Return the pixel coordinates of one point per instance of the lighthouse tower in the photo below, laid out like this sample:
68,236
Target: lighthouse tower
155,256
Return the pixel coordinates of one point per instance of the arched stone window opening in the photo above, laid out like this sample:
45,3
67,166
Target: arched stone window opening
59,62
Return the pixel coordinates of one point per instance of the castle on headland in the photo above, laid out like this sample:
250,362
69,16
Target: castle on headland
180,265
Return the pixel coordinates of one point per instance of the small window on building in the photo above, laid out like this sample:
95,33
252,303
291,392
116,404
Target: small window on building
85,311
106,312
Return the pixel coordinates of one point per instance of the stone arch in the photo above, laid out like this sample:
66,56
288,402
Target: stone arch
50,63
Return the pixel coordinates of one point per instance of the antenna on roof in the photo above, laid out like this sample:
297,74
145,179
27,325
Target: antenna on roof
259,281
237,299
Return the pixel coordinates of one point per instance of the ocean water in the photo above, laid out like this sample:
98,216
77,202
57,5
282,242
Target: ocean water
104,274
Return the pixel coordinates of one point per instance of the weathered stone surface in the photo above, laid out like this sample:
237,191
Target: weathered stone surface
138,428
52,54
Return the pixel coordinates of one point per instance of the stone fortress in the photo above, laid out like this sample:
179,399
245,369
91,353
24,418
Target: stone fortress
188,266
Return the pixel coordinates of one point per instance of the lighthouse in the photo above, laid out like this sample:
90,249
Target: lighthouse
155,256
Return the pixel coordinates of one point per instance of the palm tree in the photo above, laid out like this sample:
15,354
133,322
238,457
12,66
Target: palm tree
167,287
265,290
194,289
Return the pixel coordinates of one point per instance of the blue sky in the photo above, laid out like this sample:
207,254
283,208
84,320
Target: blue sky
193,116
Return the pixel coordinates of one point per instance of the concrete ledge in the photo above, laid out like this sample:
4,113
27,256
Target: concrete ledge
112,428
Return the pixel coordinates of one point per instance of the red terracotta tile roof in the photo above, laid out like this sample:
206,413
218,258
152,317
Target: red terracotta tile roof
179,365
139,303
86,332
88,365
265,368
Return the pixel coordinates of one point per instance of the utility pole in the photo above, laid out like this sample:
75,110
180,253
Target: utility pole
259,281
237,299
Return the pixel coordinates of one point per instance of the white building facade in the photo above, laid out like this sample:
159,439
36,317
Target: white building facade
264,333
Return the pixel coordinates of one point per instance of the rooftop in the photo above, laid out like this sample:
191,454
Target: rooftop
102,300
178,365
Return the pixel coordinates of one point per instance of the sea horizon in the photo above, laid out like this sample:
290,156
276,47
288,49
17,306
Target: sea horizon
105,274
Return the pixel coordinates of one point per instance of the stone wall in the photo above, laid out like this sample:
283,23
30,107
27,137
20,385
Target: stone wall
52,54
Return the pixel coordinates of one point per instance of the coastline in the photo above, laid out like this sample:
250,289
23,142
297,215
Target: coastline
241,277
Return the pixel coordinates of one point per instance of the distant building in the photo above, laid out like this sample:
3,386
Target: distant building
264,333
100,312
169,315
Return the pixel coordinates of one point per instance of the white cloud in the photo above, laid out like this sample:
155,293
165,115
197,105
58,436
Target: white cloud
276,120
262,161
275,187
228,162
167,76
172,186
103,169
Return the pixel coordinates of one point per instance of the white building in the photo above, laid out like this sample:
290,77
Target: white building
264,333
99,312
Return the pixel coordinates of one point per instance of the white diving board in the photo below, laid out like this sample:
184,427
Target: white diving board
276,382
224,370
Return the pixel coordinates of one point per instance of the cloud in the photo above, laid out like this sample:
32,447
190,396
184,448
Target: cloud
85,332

--- Work to do ---
Exactly as written above, please repeat the entries.

--- Result below ---
Return the pixel coordinates of one point per instance of the lighthouse tower in the photo below, laid out like this sample:
68,236
Target: lighthouse tower
155,256
Return the pixel coordinates of one point per instance of the arched stone window opening in the photo above, laid out like this sample:
45,3
67,166
Target: arched stone window opening
59,62
Return the pixel coordinates of one point per instance of the castle on headland in the photo above, laid out like this sample:
250,362
69,16
Target: castle on headland
180,265
Return the pixel coordinates of one point per instance of the small window on building in the photo above, laid out like this sample:
95,33
252,303
291,392
116,404
Target: small window on building
85,311
106,312
Return the pixel coordinates of one point per instance of the stone arch in the photo above, laid out like this sample:
66,56
288,402
Target: stone arch
50,63
Return the pixel coordinates of one point per instance of the antenna on roof in the photo above, laid out like this sample:
297,74
145,179
27,325
Target: antenna on roof
259,281
237,299
Return the pixel coordinates of one point per instance of the ocean water in the photo above, laid out like this sample:
98,216
77,202
57,5
282,242
Target: ocean water
104,274
Return the pixel coordinates of one point per instance of the weathered stone surface in the photo above, laid out like this sample:
237,191
Target: weathered stone surface
138,428
52,54
Return the pixel coordinates of one point per instance of the stone fortress in the photo above, laid out like this sample:
179,399
245,369
91,353
24,418
Target: stone fortress
188,266
Return the pixel coordinates of one point per instance of the lighthouse in the photo above, laid out like this sample:
90,249
Target: lighthouse
155,256
Return the pixel coordinates of one point per instance of the palm tree in the photo above, laid out like this sample:
15,354
133,322
238,457
12,66
Target: palm tree
167,287
265,290
194,289
Return the pixel coordinates of one point per instance of the blue sky in the photo above, laid out like this sample:
207,254
283,208
84,320
Target: blue sky
193,116
Return the pixel coordinates of one point per instance of the concrete ledge in the photo above, laid out like this sample:
4,113
27,256
Target: concrete ledge
112,428
Return the pixel coordinates of one point per instance of the red terracotta tile roof in the photo above, laid out like this sample:
206,413
218,258
152,317
Target: red terracotta tile roof
179,365
139,303
86,332
88,365
265,368
Return the pixel coordinates of one point per instance of the utility pole in the photo above, laid out like this sample:
75,110
180,253
Target: utility pole
259,281
237,299
Return the pixel coordinates of one point per instance of the white building facade in the photo above, laid out like this sample:
159,439
36,317
Target: white building facade
264,333
Return the pixel coordinates of one point per instance of the rooftop in the photo above, laid out like this sample:
191,454
Target: rooftop
102,300
178,365
Return the pixel coordinates of one point per instance of the sea horizon in the photo above, laid out like this sample:
290,156
276,47
288,49
17,306
Target: sea horizon
105,274
Return the pixel coordinates of one point per instance of the stone wall in the photo above, laid out like this sample:
283,23
30,107
27,137
20,385
Target: stone wall
52,54
Return the pixel coordinates of one point per instance of the coastline in the photo above, laid out like this sample:
250,289
23,142
297,215
Target: coastline
241,277
Return the pixel coordinates of one point per instance of the distant building in the photo above, laid out like this sample:
3,386
Target: distant building
264,333
100,312
169,315
Return the pixel coordinates of one point per instance of the white cloud in the photo above, laid out like this sample:
155,293
165,115
197,105
58,436
Target: white cloud
276,120
262,161
275,187
228,162
167,76
172,186
103,169
Return the pixel coordinates of one point per instance of the white building in the photo above, laid out like this sample:
290,77
Target: white building
264,333
99,312
Return the pixel coordinates of one point per instance of the white diving board in the photo below, laid out like this sample:
184,427
Target: white diving board
276,382
224,370
Return the pixel coordinates of one point per instance of the cloud in the photo above, laid out like this sample:
32,447
190,396
184,448
Target: cloud
85,332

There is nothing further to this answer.